Start of Page extract

Henri Matisse (1869–1954) and André Derain (1880–1954) introduced unnaturalistic color and vivid brushstrokes into their paintings in the summer of 1905, working together in the small fishing port of Collioure on the Mediterranean coast. When their pictures were exhibited later that year at the Salon d’Automne in Paris, they inspired the witty critic Louis Vauxcelles to call them fauves (“wild beasts”) in his review for the magazine Gil Blas. This term was later applied to the artists themselves.

The Fauves were a loosely shaped group of artists sharing a similar approach to nature, but they had no definitive program. Their leader was Matisse, who had arrived at the Fauve style after earlier experimenting with the various Post-Impressionist styles of Van Gogh, Gauguin, and Cézanne, and the Neo-Impressionism of Seurat, Cross, and Signac. These influences inspired him to reject traditional three-dimensional space and seek instead a new picture space defined by the movement of color planes.

Another major Fauve was Maurice de Vlaminck (1876–1958), who might be called a “natural” Fauve because his use of highly intense color corresponded to his own exuberant nature. Vlaminck took the final step toward embracing the Fauve style after seeing the second large retrospective exhibition of Van Gogh’s work at the Salon des Indépendants in the spring of 1905, and the Fauve paintings produced by Matisse and Derain in Collioure.

End of Page extract
Start of Given entries

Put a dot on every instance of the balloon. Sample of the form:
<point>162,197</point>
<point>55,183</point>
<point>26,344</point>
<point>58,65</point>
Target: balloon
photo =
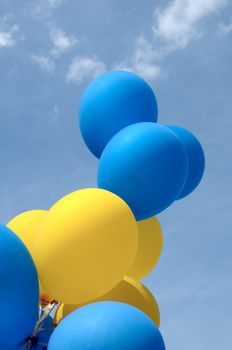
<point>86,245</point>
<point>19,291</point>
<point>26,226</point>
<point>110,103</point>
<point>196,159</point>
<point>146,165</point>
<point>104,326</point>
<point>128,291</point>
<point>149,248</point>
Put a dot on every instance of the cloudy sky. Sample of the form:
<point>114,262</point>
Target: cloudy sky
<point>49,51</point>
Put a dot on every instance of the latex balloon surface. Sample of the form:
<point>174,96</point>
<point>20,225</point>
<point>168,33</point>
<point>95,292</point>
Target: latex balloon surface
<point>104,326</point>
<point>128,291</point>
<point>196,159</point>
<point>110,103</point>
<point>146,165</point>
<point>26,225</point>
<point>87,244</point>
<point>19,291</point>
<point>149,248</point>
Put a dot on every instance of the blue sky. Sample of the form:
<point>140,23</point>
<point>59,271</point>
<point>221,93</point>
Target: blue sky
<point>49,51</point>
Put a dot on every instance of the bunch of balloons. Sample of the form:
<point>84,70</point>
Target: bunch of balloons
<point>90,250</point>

End of Given entries
Start of Given entries

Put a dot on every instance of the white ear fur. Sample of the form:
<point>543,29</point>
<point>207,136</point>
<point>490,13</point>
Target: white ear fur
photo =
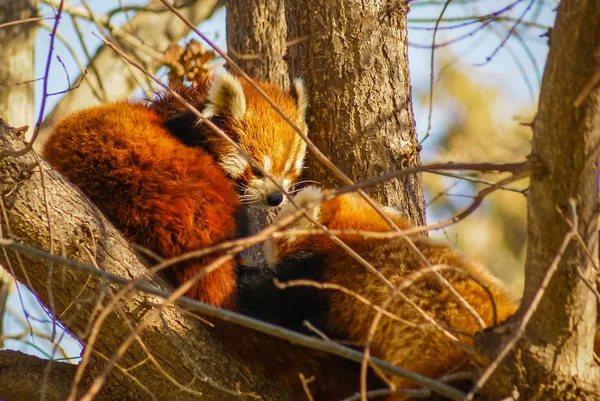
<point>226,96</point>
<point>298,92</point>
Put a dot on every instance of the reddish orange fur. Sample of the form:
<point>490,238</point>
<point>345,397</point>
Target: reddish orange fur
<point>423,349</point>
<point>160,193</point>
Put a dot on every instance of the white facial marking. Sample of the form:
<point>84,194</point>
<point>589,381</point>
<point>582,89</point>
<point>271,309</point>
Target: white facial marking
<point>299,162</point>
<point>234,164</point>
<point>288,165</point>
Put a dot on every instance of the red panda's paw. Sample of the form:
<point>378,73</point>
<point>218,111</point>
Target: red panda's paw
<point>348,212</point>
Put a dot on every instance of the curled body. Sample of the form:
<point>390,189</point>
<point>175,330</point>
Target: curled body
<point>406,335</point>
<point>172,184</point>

End of Given entries

Can you copy out the passage on the Fauves word for word, starting at the words that include "The Fauves were" and stopping after "of color planes."?

Exercise result:
The Fauves were a loosely shaped group of artists sharing a similar approach to nature, but they had no definitive program. Their leader was Matisse, who had arrived at the Fauve style after earlier experimenting with the various Post-Impressionist styles of Van Gogh, Gauguin, and Cézanne, and the Neo-Impressionism of Seurat, Cross, and Signac. These influences inspired him to reject traditional three-dimensional space and seek instead a new picture space defined by the movement of color planes.